## start Given text

DUAL (Diffusing Update Algorithm) is what makes EIGRP fundamentally different from RIP, IGRP, and even OSPF. It is a distributed loop-prevention algorithm that pre-computes loop-free alternates so failover from a primary path to a backup happens without re-querying the network. The result is sub-second convergence on healthy networks, which is the headline EIGRP feature.
This article walks through DUAL's four key concepts (successor, feasible successor, feasible distance, reported distance), the feasibility condition that prevents loops, the active vs passive states, the query process when no feasible successor exists, and the worked examples that make it click. If you are studying for CCNP/CCIE or trying to figure out why show ip eigrp topology shows what it shows, this is the deep dive.

## end Given text
## start Data listing

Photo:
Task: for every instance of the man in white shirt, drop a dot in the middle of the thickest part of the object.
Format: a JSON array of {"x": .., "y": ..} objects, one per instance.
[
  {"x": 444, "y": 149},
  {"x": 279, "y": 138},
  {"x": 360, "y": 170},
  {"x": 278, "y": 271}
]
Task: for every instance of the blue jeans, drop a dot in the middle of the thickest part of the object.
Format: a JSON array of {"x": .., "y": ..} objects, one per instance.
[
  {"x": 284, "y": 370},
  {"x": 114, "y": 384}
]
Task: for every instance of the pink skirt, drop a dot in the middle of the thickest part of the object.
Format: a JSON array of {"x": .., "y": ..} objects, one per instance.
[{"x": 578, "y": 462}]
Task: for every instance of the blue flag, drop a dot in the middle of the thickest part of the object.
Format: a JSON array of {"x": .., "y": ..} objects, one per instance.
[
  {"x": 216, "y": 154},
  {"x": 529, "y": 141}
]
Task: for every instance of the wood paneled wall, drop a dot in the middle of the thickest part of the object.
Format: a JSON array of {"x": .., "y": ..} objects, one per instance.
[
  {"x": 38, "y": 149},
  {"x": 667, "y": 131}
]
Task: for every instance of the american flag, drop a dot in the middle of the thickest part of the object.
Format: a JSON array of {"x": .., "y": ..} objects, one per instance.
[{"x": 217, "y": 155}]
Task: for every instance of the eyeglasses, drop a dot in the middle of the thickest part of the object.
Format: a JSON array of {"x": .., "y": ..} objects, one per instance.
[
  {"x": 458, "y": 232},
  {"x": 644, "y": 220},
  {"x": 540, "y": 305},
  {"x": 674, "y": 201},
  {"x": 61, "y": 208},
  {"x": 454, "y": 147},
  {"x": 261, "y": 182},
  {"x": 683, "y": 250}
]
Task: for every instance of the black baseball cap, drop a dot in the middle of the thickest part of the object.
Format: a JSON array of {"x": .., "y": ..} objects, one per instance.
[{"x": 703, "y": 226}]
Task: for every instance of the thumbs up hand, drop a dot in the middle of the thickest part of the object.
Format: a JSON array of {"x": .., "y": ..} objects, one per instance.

## end Data listing
## start Data listing

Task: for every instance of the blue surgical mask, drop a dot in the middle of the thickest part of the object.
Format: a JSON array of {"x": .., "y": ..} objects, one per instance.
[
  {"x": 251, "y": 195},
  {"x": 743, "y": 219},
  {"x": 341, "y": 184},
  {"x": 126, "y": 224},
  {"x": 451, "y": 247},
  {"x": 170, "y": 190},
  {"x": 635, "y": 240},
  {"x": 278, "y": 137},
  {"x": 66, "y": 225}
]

## end Data listing

Request A |
Using the DUAL overview, decide whether each statement agrees with it: (i) DUAL works out loop-free alternates ahead of time; (ii) moving from a primary path to a backup path requires re-querying the network; (iii) the article covers three key concepts of DUAL. For each, answer yes or no and quote the words that decide it.
Request B |
According to the DUAL overview, which routing protocols does DUAL set EIGRP apart from?
Request C |
Output the DUAL overview word for word from "This article walks" to "the deep dive.".

Correct response A |
(i) Yes: "pre-computes loop-free alternates"
(ii) No: "without re-querying the network"
(iii) No: "DUAL's four key concepts"

Correct response B |
RIP, IGRP, and even OSPF.

Correct response C |
This article walks through DUAL's four key concepts (successor, feasible successor, feasible distance, reported distance), the feasibility condition that prevents loops, the active vs passive states, the query process when no feasible successor exists, and the worked examples that make it click. If you are studying for CCNP/CCIE or trying to figure out why show ip eigrp topology shows what it shows, this is the deep dive.